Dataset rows
********************
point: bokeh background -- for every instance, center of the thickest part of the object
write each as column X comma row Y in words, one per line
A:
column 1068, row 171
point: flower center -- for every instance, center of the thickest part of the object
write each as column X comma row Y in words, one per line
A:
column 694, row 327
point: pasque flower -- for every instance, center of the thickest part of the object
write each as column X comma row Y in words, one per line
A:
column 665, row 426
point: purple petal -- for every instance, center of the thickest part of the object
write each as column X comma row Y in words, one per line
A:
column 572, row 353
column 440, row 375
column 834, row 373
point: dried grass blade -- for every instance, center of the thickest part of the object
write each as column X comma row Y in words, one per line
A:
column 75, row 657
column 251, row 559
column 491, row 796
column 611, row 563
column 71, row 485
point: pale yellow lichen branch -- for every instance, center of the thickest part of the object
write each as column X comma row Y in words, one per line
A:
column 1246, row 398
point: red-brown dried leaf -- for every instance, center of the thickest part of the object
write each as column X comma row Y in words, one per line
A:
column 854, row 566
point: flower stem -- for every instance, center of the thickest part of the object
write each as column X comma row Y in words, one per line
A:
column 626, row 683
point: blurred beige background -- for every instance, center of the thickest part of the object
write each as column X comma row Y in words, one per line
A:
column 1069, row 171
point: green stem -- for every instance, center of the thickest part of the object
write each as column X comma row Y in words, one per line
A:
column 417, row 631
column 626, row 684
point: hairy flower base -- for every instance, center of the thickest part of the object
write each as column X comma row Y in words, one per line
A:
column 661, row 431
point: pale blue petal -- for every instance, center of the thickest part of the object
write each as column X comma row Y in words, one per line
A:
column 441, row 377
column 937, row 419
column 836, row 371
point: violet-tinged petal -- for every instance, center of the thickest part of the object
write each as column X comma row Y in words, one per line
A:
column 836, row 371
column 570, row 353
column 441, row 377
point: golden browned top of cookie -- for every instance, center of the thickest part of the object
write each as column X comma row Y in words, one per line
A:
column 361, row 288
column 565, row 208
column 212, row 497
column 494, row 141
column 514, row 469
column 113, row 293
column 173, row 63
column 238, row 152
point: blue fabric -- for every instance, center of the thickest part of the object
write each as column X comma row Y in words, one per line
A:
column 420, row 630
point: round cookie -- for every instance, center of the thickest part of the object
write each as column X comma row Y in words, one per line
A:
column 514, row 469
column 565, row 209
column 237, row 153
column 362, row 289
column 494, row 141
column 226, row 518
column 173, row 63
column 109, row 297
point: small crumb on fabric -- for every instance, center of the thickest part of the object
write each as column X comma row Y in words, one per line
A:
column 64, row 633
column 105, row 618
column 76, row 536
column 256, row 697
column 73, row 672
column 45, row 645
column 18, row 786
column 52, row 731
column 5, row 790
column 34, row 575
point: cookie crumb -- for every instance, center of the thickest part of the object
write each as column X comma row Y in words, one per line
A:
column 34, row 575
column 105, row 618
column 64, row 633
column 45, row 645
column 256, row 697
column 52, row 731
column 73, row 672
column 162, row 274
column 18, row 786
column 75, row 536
********************
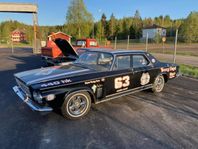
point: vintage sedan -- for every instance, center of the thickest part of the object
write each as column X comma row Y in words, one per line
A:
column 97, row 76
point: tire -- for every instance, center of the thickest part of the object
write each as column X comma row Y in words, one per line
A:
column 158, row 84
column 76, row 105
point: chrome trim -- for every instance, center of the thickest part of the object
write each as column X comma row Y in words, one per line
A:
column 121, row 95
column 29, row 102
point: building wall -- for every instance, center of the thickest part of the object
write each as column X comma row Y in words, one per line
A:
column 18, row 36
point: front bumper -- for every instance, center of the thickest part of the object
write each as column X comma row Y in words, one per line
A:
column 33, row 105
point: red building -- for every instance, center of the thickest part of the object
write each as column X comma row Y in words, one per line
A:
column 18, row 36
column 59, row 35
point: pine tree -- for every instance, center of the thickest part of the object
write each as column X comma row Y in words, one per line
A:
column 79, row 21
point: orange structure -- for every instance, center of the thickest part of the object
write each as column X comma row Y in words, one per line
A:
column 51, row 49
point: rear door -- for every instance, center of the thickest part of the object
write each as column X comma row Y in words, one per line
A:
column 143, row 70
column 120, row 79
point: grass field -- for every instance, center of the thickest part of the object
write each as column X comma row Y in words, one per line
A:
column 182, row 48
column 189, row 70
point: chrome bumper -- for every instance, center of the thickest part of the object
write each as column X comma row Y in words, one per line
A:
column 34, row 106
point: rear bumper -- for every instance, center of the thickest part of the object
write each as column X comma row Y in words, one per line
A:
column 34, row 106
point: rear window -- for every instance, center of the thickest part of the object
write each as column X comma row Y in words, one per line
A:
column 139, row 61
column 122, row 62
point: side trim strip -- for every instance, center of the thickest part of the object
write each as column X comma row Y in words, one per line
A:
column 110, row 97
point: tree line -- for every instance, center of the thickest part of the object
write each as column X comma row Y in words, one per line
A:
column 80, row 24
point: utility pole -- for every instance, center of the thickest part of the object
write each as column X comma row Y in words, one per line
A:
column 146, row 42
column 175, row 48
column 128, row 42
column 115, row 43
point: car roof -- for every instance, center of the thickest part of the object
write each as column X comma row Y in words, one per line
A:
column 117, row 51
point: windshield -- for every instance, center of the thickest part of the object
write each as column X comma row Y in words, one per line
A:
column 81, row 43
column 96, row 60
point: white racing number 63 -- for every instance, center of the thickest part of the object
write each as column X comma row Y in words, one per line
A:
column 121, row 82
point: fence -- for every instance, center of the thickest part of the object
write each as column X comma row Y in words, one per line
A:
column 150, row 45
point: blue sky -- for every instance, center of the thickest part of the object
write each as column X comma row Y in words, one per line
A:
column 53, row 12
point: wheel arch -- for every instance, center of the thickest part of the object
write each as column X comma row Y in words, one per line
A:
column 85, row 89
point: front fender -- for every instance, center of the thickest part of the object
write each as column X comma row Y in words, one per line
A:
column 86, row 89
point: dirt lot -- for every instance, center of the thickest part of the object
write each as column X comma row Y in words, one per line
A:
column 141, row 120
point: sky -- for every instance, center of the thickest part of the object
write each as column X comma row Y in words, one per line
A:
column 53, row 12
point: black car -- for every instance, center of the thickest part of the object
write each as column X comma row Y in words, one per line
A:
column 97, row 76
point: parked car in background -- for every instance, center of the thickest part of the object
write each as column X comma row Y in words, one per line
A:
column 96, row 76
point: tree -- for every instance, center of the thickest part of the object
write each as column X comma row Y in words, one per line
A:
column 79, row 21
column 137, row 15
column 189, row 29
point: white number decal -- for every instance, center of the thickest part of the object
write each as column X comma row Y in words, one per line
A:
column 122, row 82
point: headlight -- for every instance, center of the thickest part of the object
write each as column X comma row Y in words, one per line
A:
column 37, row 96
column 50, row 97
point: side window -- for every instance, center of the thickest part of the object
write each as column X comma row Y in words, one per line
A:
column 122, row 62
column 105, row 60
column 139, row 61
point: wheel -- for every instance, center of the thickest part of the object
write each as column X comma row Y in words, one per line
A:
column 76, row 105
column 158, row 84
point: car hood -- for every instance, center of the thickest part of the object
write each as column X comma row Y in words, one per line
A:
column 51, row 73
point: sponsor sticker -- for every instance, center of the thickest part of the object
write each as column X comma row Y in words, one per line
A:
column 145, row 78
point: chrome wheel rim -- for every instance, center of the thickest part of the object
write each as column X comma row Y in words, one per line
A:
********************
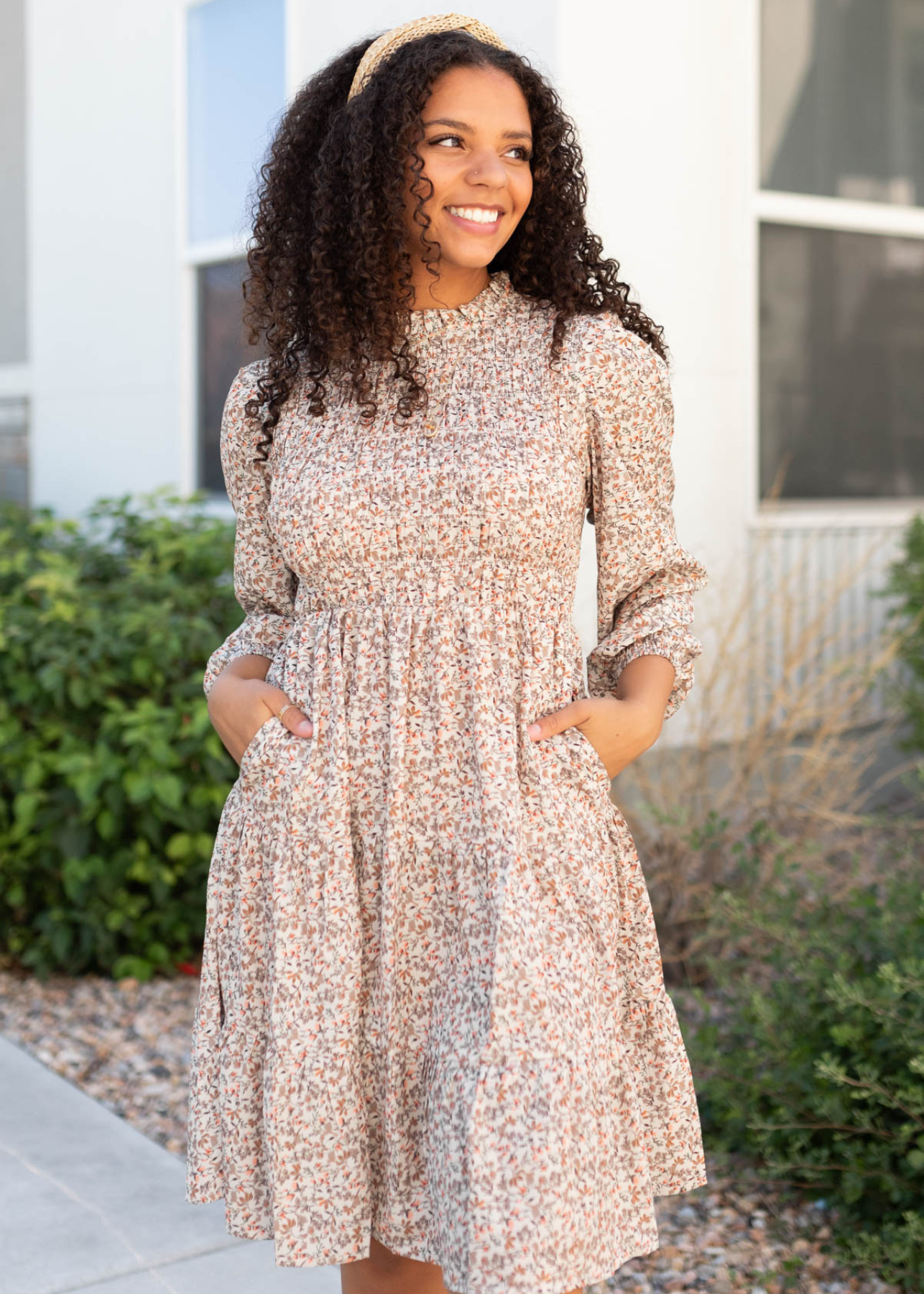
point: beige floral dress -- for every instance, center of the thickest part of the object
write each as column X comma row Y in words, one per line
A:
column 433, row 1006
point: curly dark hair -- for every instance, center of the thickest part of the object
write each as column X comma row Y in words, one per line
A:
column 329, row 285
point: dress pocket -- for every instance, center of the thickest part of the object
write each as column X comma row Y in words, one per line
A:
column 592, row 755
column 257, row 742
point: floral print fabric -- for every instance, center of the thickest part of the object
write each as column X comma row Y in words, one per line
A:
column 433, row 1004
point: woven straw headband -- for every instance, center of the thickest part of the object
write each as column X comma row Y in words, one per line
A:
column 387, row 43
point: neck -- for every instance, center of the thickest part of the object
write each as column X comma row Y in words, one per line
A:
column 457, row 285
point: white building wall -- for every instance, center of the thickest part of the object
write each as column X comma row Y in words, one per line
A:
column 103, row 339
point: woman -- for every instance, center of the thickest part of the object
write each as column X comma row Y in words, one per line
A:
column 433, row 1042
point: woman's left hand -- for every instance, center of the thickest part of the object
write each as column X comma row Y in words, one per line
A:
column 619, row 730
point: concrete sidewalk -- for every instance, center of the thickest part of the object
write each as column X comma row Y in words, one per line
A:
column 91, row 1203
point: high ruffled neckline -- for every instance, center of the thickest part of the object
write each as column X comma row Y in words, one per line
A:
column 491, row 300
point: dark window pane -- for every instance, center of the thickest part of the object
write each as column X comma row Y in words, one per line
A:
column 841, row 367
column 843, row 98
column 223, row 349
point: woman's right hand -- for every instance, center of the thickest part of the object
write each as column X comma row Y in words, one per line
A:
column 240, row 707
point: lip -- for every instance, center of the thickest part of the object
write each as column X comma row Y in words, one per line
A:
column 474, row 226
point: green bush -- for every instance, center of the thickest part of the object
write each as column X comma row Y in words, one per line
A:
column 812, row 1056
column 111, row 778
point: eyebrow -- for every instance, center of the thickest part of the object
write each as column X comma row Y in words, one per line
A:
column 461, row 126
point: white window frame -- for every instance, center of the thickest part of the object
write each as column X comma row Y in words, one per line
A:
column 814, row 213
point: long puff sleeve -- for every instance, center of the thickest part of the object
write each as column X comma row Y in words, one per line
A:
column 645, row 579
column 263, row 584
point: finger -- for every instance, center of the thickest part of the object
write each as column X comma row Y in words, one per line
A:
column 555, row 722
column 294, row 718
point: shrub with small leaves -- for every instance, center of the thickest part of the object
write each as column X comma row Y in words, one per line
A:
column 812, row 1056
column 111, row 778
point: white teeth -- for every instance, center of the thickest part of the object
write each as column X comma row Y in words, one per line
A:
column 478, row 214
********************
* [Your objective] Set down the listing lines from the one containing "point: red building" through the one containing "column 189, row 70", both ends included, keeping each line unchanged.

* [Response to this task]
point: red building -- for every instance, center of the thickest part of the object
write each as column X comma row Y in words, one per line
A:
column 18, row 36
column 59, row 35
point: pine tree -- for every instance, center of the thickest part of the object
write each as column X comma row Y in words, one per line
A:
column 79, row 21
point: orange structure -- for every instance, center of the thickest part of the object
write each as column X comma row Y in words, one per line
A:
column 51, row 49
point: rear door -- for every instance, center of the thickest part of the object
write each as column X comma row Y in words, one per line
A:
column 143, row 70
column 120, row 79
point: grass field -- for every instance, center of the thickest part of the object
write each as column X comma row Y in words, one per line
A:
column 182, row 48
column 189, row 70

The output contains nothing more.